◆ WHAT IS REQUIRED ◆
Without any pictures, the records below should be reproduced exactly.

◆ Stored entries ◆
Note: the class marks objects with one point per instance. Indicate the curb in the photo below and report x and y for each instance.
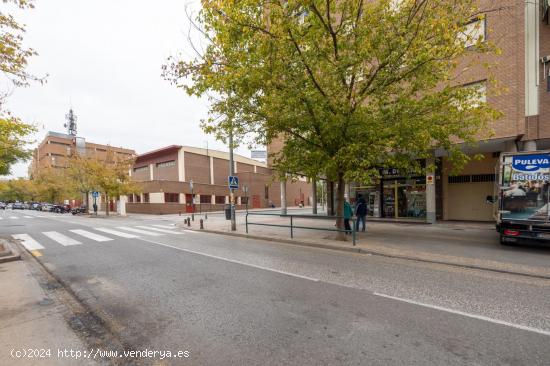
(373, 252)
(10, 254)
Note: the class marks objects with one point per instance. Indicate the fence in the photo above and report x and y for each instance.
(292, 225)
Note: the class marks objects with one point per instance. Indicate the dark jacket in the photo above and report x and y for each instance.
(361, 207)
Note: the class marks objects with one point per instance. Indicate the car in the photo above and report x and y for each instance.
(45, 207)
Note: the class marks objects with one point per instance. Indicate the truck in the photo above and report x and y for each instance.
(522, 197)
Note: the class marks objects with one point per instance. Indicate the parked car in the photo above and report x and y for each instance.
(60, 208)
(46, 207)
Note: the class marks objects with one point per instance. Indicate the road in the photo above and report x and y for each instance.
(232, 301)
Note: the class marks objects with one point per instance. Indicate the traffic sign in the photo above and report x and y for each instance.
(233, 182)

◆ EXERCISE OUTPUT ◆
Note: the class marks objects with one point per instance. Indicate the curb in the photo below and report x and y for each instance.
(373, 252)
(10, 254)
Note: the class marks objects with one point per instance. Indicate the fence in the photo above and report x and y for each instance.
(292, 225)
Note: the class marks objects with one point per instance. Indicate the dark jacket in the photo above and report x and y for each instance.
(361, 207)
Note: the class marks objects with one point per instance. Indicate the car in the photo above and report x and y for each instance.
(45, 207)
Note: the class marks objects with one point per instance. Indicate the truck in the photo above and report x and y for each instance.
(522, 197)
Note: the class marks objects with one point per instance. Indicate the parked car in the photo above and report x and y for each instance.
(60, 208)
(46, 207)
Note: the class marks objects with one point per instance. Indicate the road in the photo above and report x and y for each instance.
(232, 301)
Note: the class marks objects with one point per instance. Indicate the traffic sign in the photo above and report x and y for each instance.
(233, 182)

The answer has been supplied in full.